The problem. Once the line containing "Target: red jersey" is found, return it and every line that follows, up to and including the final line of the material, exactly as written.

Data records.
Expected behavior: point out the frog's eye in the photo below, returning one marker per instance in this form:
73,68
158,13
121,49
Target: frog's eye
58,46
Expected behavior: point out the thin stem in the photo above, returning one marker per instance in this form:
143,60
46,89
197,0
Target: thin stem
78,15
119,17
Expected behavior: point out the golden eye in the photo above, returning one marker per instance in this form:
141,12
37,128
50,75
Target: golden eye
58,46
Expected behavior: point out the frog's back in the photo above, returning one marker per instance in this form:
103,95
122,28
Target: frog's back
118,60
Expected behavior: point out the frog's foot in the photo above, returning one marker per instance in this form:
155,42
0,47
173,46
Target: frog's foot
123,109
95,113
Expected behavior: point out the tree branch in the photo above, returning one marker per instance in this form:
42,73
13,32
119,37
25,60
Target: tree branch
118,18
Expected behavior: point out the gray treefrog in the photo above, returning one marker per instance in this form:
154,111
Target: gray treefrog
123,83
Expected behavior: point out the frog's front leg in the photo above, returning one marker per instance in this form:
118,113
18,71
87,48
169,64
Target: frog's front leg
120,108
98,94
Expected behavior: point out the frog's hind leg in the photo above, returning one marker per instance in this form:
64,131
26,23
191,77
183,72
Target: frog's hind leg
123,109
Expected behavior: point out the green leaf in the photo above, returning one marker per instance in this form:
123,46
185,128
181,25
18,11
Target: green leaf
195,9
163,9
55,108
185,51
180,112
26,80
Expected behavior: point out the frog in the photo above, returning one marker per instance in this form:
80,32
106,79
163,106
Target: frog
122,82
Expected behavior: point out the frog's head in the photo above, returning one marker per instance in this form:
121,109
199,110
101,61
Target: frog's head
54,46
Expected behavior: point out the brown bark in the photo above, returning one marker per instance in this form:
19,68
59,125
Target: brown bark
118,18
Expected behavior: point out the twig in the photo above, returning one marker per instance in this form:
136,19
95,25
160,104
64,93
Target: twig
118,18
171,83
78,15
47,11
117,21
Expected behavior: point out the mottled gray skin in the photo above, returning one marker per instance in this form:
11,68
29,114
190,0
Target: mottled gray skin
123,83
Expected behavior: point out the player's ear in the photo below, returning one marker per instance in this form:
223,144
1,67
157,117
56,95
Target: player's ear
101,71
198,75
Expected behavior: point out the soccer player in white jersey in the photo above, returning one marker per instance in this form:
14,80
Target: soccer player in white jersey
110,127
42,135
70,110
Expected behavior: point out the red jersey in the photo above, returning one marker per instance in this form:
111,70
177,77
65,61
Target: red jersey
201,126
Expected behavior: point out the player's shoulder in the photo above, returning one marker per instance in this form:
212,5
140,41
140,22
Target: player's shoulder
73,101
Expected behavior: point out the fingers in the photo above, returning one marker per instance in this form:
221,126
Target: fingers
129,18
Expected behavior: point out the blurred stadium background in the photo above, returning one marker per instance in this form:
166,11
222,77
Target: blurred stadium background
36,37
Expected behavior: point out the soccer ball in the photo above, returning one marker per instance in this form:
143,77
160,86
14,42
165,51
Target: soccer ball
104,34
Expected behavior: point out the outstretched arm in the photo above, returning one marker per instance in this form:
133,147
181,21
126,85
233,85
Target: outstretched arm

Response for this exercise.
Target: red jersey
201,126
Expected behavior: point out the player's shoulder in the photo above, returning one marker per instance in this form:
212,5
140,41
140,22
Target: player's shoulder
73,101
Expected behavior: point out the fingers in the photo above, returning one marker per instance in this form:
221,126
Target: fingers
129,18
Expected behavior: point out the blurred stadium background in the photo above, returning one marker per instance in this form:
166,11
222,77
Target: blurred stadium background
36,37
Expected behavior: point out the soccer ball in the photo above, returning one marker per instance in this form:
143,77
160,86
14,42
165,51
Target: soccer ball
104,34
Expected behavior: point out the outstretched arm in the photo above, returning one marker per instance in this form:
133,147
181,21
126,85
233,85
Target: outstretched arm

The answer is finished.